[Dataset entries]
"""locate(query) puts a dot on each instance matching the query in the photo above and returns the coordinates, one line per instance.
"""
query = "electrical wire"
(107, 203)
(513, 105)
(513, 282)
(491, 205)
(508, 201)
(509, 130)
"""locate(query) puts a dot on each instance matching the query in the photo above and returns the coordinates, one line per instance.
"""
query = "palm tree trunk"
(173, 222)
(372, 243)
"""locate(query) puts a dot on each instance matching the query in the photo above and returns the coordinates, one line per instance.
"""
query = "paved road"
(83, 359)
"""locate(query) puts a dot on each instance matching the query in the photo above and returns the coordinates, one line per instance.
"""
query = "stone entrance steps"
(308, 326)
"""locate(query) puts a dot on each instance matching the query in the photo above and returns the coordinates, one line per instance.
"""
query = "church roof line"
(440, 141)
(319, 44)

**Task statement**
Copy each line of the entries exactly.

**Exercise response**
"""locate(query) puts a dot on each instance matching the query in the photo above and returns the coordinates, one line per instance.
"""
query = "electrical wire"
(107, 203)
(513, 105)
(513, 282)
(491, 205)
(508, 201)
(509, 130)
"""locate(query) puts a dot on each instance matching the query in the photo above and returns the coordinates, one line per instance.
"""
query = "palm tree trunk"
(173, 222)
(372, 243)
"""locate(query) puts a dot on each instance matching the query in the photo above and returns the coordinates, one line per instance.
"""
query = "paved road"
(83, 359)
"""locate(query) puts a dot on each instance matching the query in the photo above and returns the coordinates, one line per instance.
"""
query = "stone entrance steps"
(308, 326)
"""locate(query) puts a dot on each instance matching the query in the photo above and returns the coordinates, one line per instance.
"""
query = "church roof line"
(440, 141)
(319, 44)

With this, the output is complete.